TASK STATEMENT: In the text below about planets found by Kepler's K2 mission, list every quantity that is written in digits. Leave out the digits that are part of names such as K2-72.
BEGIN SELECTED EXTRACT
An international team of astronomers has discovered and confirmed a treasure trove of new worlds using NASA's Kepler spacecraft on its K2 mission. Out of 197 initial planet candidates, scientists have confirmed 104 planets outside our solar system. Among the confirmed is a planetary system comprising four promising planets that could be rocky.
These four planets, all between 20 and 50 percent larger than Earth by diameter, are orbiting the M dwarf star K2-72, found 181 light-years away in the direction of the Aquarius constellation. The host star is less than half the size of the sun and less bright.
The planets' orbital periods range from five-and-a-half to 24 days, and two of them may experience irradiation levels from their star comparable to those on Earth. Despite their tight orbits -- closer than Mercury's orbit around our sun -- the possibility that life could arise on a planet around such a star cannot be ruled out.
END SELECTED EXTRACT
BEGIN GIVEN DATA
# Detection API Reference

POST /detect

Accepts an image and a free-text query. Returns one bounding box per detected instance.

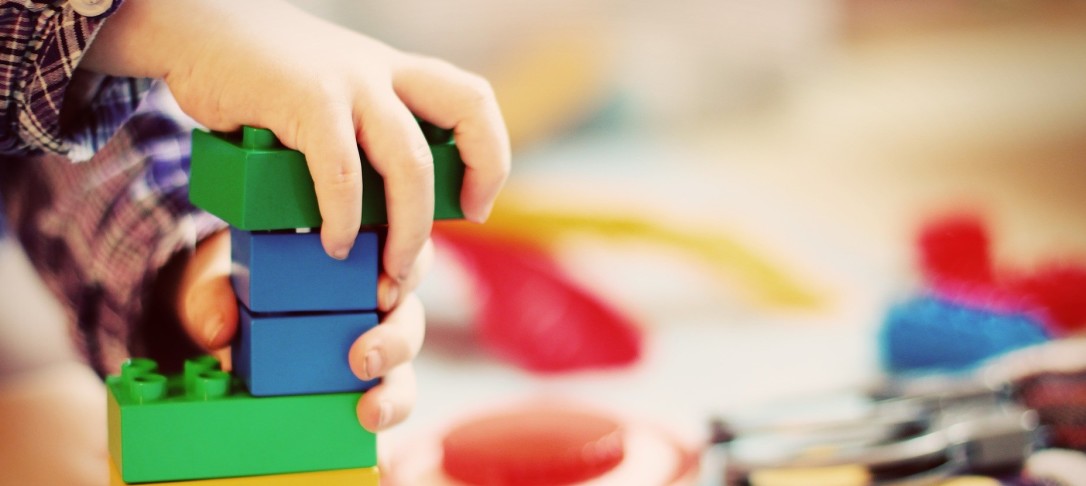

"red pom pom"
END GIVEN DATA
THE REPLY: 197, 104, 20, 50, 181, 24